This column first ran in Valerie Monroe’s newsletter, How Not to F*ck Up Your Face, which you can subscribe to on Substack.
Q: I love reading your newsletters, especially as a 33-year-old who generally hadn’t been concerned about aging until I hit 32. I got Botox in my forehead and in my jaw muscles and I’m so worried the result actually f*cked up my face. What I learned from doing the forehead Botox is that my elastic and varied facial expressions are my favorite things about my face, and now my eyebrows don’t move in unison … even after it seems the Botox has mostly worn off. And although the jaw Botox was the only thing that has ever helped my TMJ, my smile now looks entirely different to me than it did a year ago. I don’t like it. Is there any way to reverse this? I’ve begun using a NuFace and hoping it will stimulate the frozen muscles, but is there anything else? Should I resign myself to the fact that this is permanent?
A: First, dear E, thanks for trusting me with your question. And here is why you should take my advice: I’m a 73-year-old former magazine editor with decades of experience in the beauty industry, and I’ve seen it all. The good news is the neurotoxin will wear off; how long that takes depends on the injected type (Botox versus Xeomin versus Dysport) and your body chemistry. So be patient; I’m pretty sure there are no neurotoxin results that last more than approximately six months.

Dataset excerpts -

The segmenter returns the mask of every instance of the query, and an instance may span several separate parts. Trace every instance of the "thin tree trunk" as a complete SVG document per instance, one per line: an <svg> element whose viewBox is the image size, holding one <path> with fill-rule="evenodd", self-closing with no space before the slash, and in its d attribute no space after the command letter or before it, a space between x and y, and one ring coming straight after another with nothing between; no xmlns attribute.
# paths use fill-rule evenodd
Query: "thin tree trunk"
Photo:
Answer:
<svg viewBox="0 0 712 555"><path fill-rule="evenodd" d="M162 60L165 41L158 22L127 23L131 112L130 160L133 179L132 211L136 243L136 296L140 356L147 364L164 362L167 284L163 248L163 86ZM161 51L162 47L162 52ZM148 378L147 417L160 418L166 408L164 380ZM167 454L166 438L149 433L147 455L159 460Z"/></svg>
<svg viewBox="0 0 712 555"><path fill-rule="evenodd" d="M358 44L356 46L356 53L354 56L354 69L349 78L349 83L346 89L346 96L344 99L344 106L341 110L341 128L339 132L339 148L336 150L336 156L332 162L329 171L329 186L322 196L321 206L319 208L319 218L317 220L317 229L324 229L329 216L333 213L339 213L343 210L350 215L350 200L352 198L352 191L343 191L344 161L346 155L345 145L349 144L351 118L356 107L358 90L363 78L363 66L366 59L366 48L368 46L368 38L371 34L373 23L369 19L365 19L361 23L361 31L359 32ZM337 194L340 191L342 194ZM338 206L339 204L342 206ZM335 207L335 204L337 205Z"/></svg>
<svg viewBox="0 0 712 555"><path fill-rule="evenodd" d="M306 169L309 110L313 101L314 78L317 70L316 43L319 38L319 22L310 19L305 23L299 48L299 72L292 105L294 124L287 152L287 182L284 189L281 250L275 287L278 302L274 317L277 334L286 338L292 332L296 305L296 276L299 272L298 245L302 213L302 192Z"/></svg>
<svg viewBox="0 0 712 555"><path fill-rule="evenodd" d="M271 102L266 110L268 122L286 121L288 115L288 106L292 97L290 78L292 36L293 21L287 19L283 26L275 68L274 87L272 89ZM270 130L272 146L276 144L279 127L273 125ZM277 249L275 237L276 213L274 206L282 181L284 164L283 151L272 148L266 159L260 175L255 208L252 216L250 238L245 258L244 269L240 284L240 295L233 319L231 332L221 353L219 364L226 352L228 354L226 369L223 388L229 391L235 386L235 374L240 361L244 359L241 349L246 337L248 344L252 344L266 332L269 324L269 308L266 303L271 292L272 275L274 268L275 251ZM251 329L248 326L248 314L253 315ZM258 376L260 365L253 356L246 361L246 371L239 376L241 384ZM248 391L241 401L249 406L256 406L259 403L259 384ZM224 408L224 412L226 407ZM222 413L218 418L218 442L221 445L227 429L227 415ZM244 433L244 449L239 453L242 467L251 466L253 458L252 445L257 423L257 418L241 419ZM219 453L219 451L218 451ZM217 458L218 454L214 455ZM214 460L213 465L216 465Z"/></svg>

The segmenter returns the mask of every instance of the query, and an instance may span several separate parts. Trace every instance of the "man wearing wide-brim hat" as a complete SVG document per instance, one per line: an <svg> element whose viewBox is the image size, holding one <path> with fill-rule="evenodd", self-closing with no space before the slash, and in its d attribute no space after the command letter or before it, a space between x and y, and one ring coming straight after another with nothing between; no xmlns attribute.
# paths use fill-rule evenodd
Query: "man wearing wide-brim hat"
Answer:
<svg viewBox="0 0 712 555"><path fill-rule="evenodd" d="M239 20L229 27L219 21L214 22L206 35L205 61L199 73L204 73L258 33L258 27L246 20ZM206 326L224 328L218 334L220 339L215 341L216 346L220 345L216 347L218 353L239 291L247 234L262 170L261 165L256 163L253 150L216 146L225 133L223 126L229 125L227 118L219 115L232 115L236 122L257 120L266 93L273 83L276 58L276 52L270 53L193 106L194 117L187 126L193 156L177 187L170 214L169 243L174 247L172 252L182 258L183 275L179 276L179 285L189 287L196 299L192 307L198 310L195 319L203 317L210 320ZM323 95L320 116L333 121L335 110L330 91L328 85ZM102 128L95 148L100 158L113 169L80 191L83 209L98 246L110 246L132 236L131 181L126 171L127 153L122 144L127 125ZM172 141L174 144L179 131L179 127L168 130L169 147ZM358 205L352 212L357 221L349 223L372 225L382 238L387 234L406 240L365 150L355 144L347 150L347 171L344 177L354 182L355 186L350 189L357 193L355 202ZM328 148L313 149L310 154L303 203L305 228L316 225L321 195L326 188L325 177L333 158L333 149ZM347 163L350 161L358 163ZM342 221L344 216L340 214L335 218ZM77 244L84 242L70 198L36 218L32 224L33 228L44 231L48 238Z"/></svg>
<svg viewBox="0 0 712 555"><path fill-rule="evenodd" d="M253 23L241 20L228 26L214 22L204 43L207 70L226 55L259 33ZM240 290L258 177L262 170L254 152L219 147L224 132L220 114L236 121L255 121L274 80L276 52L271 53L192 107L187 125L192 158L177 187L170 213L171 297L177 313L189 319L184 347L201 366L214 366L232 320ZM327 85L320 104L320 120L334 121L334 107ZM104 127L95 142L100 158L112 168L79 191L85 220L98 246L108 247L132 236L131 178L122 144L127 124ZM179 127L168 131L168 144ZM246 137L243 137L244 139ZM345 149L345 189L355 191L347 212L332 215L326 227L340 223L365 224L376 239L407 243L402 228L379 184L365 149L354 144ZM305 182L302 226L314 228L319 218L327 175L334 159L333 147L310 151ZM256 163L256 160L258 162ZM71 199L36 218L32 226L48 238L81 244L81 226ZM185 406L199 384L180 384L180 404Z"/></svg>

Directions - Please pick up the advice column about Botox after its last sentence and continue it.

Result for this exercise -
Most importantly, though, I think you should have a conversation with a board-certified dermatologist or plastic surgeon. They can reassure you that the effects aren’t permanent. That’s one thing. Another is that it’s helpful to remember no one sees you with the critical eye with which you see yourself. What seems like a visible difference to you may not be noticeable to anyone else. Lastly, NuFace isn’t likely to make a difference whether you’ve had neurotoxin or not; you can read what I wrote about it (and other microcurrent devices) here.
My advice: Relax. Make an appointment with a physician to get clarity (and to calm your fears). Then take advantage of the terrifically important lesson you learned about your face. How lovely to discover it at only 33!
As I was writing that response, two other young readers wrote:
As a 37-year-old who’s had a frozen forehead for the past seven years due to medical Botox, I hate it! It’s changed my smile and I worry my facial aging will look “off.”
I’m 40 and have been doing Botox on my forehead and in between my eyes for about two years. I’m “due” for my next round next week and am really struggling with whether to cancel the appointment. Sometimes I think the Botox just moves the wrinkles to other places. My face is like, Oh, I can’t scowl at people anymore? Fine, I’ll pop up some weird wrinkles on the outside of your eyebrows then. I’m not much of a social-media follower, but every other 40-year-old woman is— and they all do Botox. And many of the women in my family (including my 62-year-old mom and 32-year-old sister) do Botox. I really don’t know what “normal” aging looks like. I do know I’m tired of spending the money, but I’m also scared of looking like I haven’t “aged well” (with all the moral judgment that implies). Quite the conundrum.
I also suggested both readers bring their concerns to either a board-certified plastic surgeon or a dermatologist; as I wrote to the second reader, if they’re a skillful, experienced physician (and a good listener), they might be able to assuage your worries and help you find a more comfortable schedule for treatments (or none at all). As for looking like you’ve “aged well,” make sure a broad-spectrum sunscreen is on your agenda; it’s the most effective treatment for healthy skin. Everything else is … optional.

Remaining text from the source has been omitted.